*Saved entries*:
..............................

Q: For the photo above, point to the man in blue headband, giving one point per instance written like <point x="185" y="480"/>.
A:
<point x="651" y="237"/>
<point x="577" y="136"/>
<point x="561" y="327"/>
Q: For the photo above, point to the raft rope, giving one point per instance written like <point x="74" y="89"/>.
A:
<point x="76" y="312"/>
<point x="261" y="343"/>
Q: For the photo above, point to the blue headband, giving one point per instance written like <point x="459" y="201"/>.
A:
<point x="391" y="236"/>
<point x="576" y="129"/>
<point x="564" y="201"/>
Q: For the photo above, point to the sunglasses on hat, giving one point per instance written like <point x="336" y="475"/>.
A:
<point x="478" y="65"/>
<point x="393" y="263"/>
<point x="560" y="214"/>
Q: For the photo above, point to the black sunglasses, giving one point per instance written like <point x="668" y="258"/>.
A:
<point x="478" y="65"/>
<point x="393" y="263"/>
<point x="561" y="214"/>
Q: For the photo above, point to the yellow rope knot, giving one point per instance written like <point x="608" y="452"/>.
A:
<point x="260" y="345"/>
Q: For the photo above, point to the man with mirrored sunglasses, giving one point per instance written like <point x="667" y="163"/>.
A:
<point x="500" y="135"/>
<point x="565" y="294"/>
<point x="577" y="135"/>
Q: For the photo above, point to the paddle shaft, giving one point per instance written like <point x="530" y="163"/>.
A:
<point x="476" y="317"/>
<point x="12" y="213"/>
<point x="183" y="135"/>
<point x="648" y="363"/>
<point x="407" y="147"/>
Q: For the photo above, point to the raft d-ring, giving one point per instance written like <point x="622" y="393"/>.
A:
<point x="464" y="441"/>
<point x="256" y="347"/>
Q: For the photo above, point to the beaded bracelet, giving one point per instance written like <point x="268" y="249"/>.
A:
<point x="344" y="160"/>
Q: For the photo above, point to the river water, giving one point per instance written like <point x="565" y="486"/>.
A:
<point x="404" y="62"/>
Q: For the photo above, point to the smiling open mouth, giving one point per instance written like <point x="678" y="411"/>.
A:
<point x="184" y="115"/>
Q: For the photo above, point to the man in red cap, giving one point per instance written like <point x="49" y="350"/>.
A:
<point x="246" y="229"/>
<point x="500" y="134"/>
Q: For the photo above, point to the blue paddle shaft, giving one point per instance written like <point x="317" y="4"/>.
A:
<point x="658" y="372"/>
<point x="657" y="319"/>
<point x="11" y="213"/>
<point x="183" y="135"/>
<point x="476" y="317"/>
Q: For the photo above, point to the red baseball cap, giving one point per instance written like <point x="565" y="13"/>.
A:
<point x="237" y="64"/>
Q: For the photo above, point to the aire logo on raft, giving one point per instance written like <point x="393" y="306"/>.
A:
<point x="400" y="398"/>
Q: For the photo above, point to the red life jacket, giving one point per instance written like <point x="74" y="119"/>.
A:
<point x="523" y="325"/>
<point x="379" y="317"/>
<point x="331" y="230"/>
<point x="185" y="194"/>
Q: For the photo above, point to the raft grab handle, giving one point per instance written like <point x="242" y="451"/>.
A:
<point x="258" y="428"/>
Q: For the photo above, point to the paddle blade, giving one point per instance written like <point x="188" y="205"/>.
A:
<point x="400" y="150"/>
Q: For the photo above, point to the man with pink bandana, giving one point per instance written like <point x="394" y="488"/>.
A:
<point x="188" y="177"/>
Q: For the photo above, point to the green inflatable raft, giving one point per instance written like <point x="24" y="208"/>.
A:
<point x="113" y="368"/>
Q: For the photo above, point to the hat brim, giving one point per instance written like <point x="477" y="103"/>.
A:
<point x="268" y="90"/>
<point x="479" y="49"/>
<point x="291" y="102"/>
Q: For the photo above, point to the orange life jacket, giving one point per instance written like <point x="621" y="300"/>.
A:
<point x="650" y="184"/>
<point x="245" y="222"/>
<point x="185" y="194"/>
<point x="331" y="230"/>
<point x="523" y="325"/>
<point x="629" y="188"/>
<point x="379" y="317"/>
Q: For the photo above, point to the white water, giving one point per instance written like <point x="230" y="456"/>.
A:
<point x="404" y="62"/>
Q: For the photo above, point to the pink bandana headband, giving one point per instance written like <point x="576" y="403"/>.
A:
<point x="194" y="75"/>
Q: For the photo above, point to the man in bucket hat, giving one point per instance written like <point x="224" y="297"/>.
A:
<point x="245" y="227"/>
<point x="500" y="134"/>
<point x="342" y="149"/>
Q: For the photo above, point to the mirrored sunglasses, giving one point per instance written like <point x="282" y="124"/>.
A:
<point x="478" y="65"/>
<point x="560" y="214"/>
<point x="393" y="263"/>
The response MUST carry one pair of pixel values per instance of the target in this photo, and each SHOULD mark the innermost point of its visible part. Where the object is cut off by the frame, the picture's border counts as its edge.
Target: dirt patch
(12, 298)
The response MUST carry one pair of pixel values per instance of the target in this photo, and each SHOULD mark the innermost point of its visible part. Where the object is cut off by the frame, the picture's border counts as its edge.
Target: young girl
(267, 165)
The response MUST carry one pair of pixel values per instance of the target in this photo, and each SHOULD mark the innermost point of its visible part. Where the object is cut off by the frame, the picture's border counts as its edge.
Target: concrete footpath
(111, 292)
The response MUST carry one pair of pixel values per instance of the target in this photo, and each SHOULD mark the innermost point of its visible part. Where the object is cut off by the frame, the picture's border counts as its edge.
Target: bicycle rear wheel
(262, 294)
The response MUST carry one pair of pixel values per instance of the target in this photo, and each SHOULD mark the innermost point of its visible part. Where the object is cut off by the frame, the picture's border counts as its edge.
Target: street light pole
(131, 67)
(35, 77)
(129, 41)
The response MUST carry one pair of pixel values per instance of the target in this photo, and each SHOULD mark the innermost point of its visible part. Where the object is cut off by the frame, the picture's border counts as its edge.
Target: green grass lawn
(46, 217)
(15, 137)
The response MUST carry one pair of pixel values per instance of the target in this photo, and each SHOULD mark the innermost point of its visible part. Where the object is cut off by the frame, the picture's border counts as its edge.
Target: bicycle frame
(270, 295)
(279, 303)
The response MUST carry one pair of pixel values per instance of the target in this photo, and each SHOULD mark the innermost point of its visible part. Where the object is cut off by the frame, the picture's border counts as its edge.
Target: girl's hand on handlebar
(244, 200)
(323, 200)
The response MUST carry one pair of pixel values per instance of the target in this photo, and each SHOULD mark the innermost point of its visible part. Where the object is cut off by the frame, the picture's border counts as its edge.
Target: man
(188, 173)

..............................

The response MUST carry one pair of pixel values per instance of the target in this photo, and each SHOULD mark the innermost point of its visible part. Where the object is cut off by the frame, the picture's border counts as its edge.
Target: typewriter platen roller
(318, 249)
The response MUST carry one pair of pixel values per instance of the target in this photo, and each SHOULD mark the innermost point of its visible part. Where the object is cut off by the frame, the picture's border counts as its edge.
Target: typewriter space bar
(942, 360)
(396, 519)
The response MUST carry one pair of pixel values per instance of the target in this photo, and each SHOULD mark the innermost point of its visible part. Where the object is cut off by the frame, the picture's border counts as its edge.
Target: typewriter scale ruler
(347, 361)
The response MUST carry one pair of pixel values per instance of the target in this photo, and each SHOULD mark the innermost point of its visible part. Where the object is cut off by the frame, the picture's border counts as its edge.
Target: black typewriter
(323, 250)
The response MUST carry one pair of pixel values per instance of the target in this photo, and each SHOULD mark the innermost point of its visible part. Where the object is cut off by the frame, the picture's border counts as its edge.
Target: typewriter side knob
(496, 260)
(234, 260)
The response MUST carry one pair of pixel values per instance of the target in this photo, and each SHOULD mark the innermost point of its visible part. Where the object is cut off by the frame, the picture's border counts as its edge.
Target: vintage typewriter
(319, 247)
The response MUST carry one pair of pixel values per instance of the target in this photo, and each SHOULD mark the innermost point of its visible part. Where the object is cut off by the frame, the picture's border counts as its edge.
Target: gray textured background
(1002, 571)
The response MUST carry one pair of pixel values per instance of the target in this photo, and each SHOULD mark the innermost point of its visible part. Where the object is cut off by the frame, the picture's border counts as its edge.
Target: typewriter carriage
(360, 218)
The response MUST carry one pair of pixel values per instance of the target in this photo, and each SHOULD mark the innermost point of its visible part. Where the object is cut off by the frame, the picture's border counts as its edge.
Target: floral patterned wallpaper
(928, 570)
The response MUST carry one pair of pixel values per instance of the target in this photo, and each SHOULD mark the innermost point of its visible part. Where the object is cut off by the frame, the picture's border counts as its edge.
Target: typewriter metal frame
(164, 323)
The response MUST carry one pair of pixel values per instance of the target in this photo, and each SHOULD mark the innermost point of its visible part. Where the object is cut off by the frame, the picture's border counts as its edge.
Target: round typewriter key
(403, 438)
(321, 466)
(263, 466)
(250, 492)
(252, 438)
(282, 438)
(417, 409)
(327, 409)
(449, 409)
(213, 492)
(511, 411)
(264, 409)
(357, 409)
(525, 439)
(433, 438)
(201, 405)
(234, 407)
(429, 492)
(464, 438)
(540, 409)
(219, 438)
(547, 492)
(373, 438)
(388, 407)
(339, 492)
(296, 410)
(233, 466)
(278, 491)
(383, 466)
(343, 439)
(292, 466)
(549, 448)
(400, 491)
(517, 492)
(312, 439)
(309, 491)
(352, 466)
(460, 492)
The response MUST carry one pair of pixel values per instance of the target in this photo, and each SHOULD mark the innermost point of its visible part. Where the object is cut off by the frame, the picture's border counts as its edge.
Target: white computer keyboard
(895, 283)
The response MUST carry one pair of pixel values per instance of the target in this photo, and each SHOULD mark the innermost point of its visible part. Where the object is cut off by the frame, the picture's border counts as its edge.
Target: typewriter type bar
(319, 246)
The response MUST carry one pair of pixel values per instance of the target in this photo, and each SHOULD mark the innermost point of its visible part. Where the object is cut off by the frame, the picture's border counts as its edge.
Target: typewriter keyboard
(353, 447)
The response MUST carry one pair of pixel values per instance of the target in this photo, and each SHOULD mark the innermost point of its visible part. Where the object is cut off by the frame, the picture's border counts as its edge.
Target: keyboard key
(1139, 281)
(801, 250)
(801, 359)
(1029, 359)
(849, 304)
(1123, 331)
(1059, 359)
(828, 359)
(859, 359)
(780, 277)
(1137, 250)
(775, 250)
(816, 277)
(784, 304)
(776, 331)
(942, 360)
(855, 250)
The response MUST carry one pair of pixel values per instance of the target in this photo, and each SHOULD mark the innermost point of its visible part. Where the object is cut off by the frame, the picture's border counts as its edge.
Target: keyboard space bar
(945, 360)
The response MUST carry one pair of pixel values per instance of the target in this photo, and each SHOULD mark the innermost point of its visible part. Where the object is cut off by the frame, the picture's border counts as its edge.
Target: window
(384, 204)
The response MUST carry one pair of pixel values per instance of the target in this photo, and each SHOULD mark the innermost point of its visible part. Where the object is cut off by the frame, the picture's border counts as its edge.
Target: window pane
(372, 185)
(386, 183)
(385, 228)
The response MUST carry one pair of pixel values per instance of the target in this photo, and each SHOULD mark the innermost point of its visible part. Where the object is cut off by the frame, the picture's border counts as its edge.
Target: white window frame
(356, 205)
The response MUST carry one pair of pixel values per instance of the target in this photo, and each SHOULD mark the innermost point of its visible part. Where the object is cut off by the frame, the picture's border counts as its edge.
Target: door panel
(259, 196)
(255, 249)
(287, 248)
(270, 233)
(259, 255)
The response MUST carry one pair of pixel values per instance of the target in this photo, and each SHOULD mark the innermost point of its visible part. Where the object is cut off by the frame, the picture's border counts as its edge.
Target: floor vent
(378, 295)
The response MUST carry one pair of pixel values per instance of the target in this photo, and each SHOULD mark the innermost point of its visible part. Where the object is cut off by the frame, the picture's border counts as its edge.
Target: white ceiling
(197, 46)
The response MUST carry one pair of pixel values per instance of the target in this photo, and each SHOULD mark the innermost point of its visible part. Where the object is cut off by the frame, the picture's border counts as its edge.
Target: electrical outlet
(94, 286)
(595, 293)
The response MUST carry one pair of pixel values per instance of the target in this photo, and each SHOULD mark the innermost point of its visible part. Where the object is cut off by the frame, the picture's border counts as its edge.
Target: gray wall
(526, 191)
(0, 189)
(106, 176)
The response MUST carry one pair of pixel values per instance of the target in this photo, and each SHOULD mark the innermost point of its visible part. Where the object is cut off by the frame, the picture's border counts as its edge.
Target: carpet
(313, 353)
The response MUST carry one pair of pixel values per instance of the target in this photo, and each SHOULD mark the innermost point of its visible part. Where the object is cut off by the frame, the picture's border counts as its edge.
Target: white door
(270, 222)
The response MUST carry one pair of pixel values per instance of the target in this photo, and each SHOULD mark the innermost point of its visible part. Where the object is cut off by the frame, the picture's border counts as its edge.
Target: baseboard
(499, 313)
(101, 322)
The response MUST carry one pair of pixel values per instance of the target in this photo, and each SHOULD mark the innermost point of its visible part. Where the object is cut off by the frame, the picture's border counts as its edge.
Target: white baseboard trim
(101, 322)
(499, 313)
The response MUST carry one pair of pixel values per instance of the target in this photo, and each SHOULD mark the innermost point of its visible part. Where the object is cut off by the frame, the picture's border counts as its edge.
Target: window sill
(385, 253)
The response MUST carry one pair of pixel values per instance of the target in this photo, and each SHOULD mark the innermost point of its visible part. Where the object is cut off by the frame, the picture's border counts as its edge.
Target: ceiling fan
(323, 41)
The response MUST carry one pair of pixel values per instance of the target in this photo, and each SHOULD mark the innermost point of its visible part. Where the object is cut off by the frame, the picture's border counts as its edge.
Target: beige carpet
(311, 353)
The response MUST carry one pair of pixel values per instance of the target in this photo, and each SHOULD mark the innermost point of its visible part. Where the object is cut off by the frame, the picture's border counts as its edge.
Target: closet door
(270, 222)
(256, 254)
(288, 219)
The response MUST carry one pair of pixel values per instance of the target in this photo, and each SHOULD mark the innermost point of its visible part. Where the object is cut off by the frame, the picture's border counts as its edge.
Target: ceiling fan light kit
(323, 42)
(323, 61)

..............................

Look through the records and gather every line containing "with".

Q: For the photo above, point to the man with mirrored sunglasses, giving one point per instance written like <point x="667" y="163"/>.
Q: For the photo above, point to the man with pink bandana, giving one point per instance written like <point x="394" y="488"/>.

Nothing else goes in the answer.